SEIGNEURS DE CANY ET DE SES DEPENDANCES

Les seigneurs de Cany

    Le titre le plus ancien qui nous fasse connaître la consistance de la seigneurie de Cany remonte à 1372. Deux ans auparavant, le 14 mai 1370, le roi Charles V venait d’échanger avec ses cousins les ducs d’Alençon et du Perche, contre le château et la châtellenie de Joscelin en Bretagne, les châteaux et châtellenies d’Exmes et de Cany-Caniel en Normandie.

    La seigneurie de Cany est désignée sous le nom de Cany-Caniel, à cause du château fort construit près de Cany, pour défendre du côté de la mer l’entrée de la vallée de la Durdent. Ce château reçut le nom de Caniel, ou petit Cany. Il était déjà en ruines au XVIe siècle, lorsque la baronnie de Caniel fut formée, comme nous le verrons, avec une partie des domaines de la seigneurie.

    Charles V, en abandonnant par échange à ses cousins d’Alençon les châtellenies d’Exmes et de Cany, y ajouta 2 000 livres de rentes à asseoir sur les dépendances de chacune de ces châtellenies. Le procès-verbal d’assiette de 2 000 livres de rente attribuées à Cany-Caniel, fut dressé en 1372 par des commissaires royaux. Il est précieux pour nous, parce qu’il nous renseigne sur la composition de la seigneurie de Cany à cette date de 1372. Elle comprenait :
1° Le château et la châtellenie de Caniel avec les terres qui en dépendaient, dont le détail n’est donné que dans des aveux postérieurs ;
2° La justice haute, basse et moyenne ;
3° Les droits de fouage, tiers et dangers, de patronage, etc.
Les revenus de ces trois articles ne s’élevant qu’à 1 400 livres, on y ajouta, pour former les 2 000 livres :
4° Les sergenteries royales de Cany et de Canville, dont le revenu n’était que de 209 livres, ce qui obligea d’asseoir le reste sur la vicomté de Falaise.

Consigne donnée A ▸
Dans le texte sur les seigneurs de Cany, résumez en une ou deux phrases le paragraphe qui commence par « La seigneurie de Cany est désignée », sans en perdre les faits principaux.
Consigne donnée B ▸
Reprenez le texte sur les seigneurs de Cany de « Charles V, en » à « de patronage, etc. » en renommant « commissaires royaux » en « envoyés du roi ».

Données fournies ▸
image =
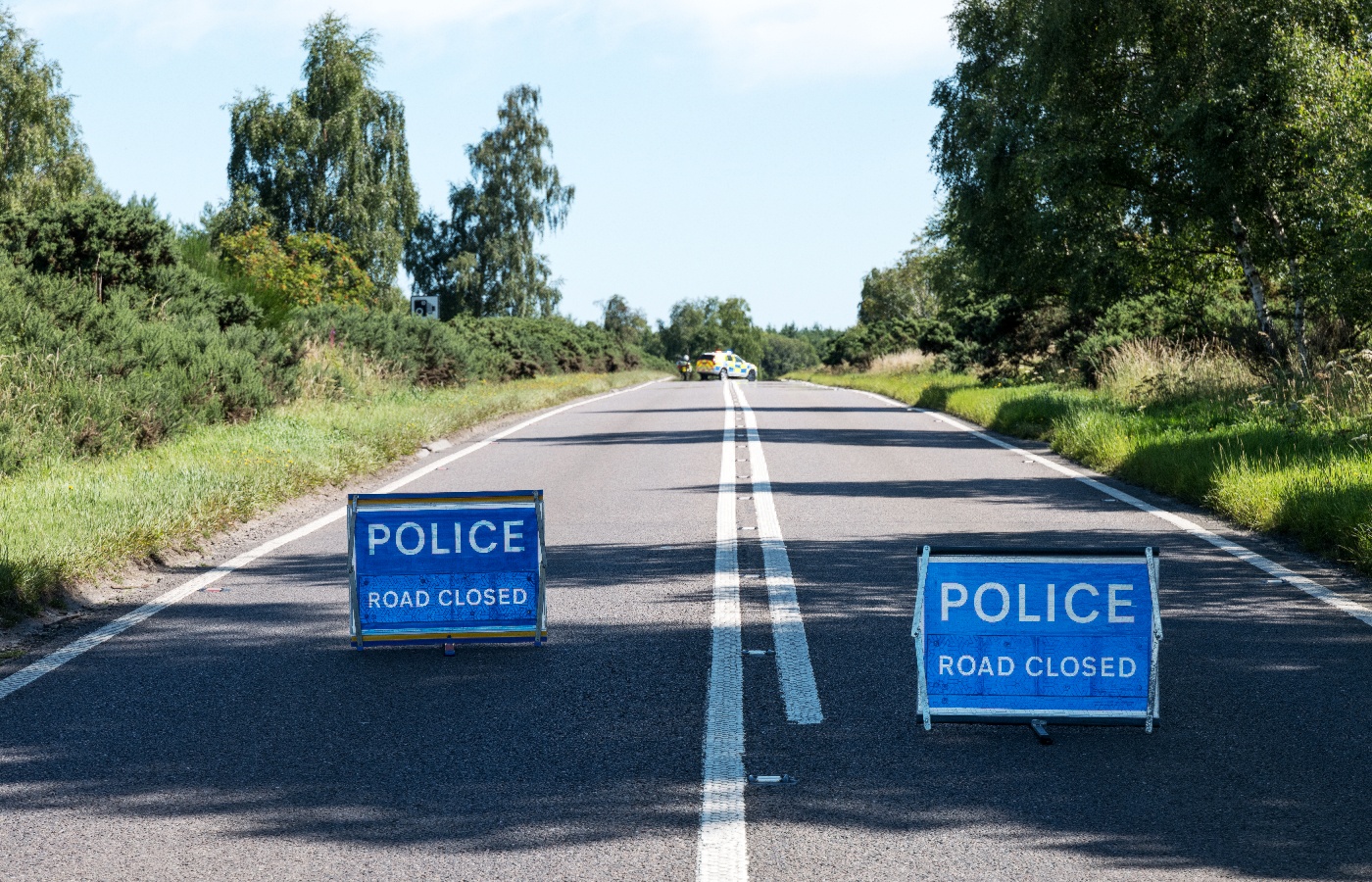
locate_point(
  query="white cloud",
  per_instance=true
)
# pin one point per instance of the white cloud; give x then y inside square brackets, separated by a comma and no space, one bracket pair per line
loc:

Réponse rédigée A ▸
La seigneurie est appelée Cany-Caniel à cause du château fort bâti près de Cany pour défendre, du côté de la mer, l'entrée de la vallée de la Durdent. Ce château, nommé Caniel ou petit Cany, était déjà en ruines au XVIe siècle, quand la baronnie de Caniel fut formée avec une partie des domaines de la seigneurie.

Réponse rédigée B ▸
Charles V, en abandonnant par échange à ses cousins d’Alençon les châtellenies d’Exmes et de Cany, y ajouta 2 000 livres de rentes à asseoir sur les dépendances de chacune de ces châtellenies. Le procès-verbal d’assiette de 2 000 livres de rente attribuées à Cany-Caniel, fut dressé en 1372 par des envoyés du roi. Il est précieux pour nous, parce qu’il nous renseigne sur la composition de la seigneurie de Cany à cette date de 1372. Elle comprenait :
1° Le château et la châtellenie de Caniel avec les terres qui en dépendaient, dont le détail n’est donné que dans des aveux postérieurs ;
2° La justice haute, basse et moyenne ;
3° Les droits de fouage, tiers et dangers, de patronage, etc.